Document excerpt
They said that, so far, shipments that began after the U.S. relaxed restrictions on weapons exports to the opposition in June, mainly going via Jordan, have consisted of light munitions and anti-tank missiles — and nothing heavier because the U.S. government is worried over weapons falling into the hands of Islamists.

“It won’t change anything,” said Abu Abdullah, 33, a Free Syrian Army rebel commander based in northern Syria near the Turkish and Iraqi borders. “What we have gotten is not enough.”

Abdullah said these weapons, that go through a special command center in Jordan operated by the CIA, are earmarked for select groups of rebel fighters battling Islamists, particularly in the Kurdish north. This means the assistance is not always reaching the rebel groups fighting regime troops.

“The weapons they got is not enough to face jihadists, either,” he added.

Since the Syrian uprising began in March 2011, the U.S. has supplied food and medical equipment. In June, President Obama agree to start arming the rebels. But the rebels are a decentralized force of hundreds of independent units, making it difficult for the U.S. to determine which group to supply.

Extracted material

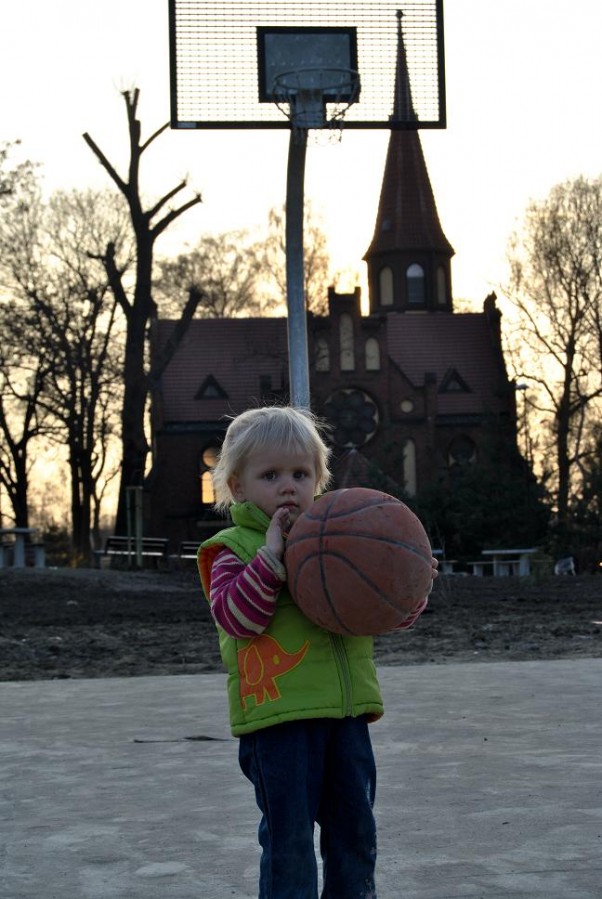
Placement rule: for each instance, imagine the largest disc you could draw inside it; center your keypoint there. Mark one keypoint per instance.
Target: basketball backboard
(224, 65)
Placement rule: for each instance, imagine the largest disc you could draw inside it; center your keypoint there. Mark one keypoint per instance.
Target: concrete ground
(490, 785)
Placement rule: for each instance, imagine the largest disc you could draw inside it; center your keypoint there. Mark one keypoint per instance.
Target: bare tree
(224, 268)
(315, 263)
(21, 378)
(556, 288)
(138, 305)
(63, 321)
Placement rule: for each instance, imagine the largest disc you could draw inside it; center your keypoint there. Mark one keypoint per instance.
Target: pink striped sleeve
(243, 597)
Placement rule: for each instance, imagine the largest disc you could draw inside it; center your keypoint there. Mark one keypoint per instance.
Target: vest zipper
(342, 661)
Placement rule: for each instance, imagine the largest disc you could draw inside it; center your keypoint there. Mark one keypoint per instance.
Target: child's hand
(274, 538)
(435, 573)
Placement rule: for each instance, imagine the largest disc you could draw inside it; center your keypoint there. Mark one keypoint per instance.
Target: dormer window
(415, 285)
(210, 389)
(453, 382)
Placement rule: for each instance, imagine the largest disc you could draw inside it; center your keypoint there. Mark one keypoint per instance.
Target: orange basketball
(358, 562)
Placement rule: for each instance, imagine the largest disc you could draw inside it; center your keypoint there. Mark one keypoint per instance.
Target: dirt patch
(60, 623)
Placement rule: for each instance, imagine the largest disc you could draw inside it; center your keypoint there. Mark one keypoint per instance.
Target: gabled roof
(440, 344)
(242, 356)
(232, 353)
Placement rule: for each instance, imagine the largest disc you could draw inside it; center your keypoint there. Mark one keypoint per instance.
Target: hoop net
(316, 98)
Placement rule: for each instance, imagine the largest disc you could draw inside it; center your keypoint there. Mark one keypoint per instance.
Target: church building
(411, 390)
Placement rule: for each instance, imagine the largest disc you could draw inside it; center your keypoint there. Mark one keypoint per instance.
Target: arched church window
(441, 287)
(409, 467)
(346, 343)
(415, 285)
(461, 452)
(207, 463)
(385, 286)
(372, 349)
(322, 354)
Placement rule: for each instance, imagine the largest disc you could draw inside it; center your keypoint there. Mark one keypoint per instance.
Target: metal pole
(298, 364)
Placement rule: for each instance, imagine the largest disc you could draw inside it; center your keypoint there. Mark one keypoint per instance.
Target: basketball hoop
(316, 97)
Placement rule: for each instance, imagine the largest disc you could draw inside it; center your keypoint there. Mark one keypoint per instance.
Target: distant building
(411, 390)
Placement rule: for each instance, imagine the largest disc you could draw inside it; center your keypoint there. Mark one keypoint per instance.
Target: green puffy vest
(294, 669)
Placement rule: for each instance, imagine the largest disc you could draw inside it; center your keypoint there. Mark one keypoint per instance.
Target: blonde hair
(296, 430)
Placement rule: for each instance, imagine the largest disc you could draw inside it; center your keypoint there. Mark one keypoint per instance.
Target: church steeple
(409, 258)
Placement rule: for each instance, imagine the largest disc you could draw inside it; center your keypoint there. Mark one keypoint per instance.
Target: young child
(300, 697)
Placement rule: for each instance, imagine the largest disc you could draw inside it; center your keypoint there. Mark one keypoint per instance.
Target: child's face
(274, 478)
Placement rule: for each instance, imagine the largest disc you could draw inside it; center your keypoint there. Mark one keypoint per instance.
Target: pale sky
(523, 108)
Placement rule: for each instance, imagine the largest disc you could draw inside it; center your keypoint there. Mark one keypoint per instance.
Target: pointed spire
(407, 217)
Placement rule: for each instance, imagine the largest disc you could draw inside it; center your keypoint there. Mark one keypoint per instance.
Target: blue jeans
(320, 770)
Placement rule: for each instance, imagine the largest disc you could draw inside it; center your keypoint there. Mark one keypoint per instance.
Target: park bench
(154, 548)
(188, 549)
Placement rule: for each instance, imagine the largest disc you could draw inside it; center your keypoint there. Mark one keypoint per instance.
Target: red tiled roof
(439, 343)
(236, 352)
(407, 217)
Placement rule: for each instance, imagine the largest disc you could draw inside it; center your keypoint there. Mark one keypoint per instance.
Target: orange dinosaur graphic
(261, 661)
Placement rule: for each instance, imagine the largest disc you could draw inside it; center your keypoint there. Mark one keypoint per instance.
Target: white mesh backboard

What is required
Please answer these questions using the excerpt on U.S. weapons for Syrian rebels.
1. Through which country have the shipments mainly gone?
2. How old is Abu Abdullah?
3. In what month and year did the Syrian uprising begin?

Exercise answer
1. Jordan
2. 33
3. March 2011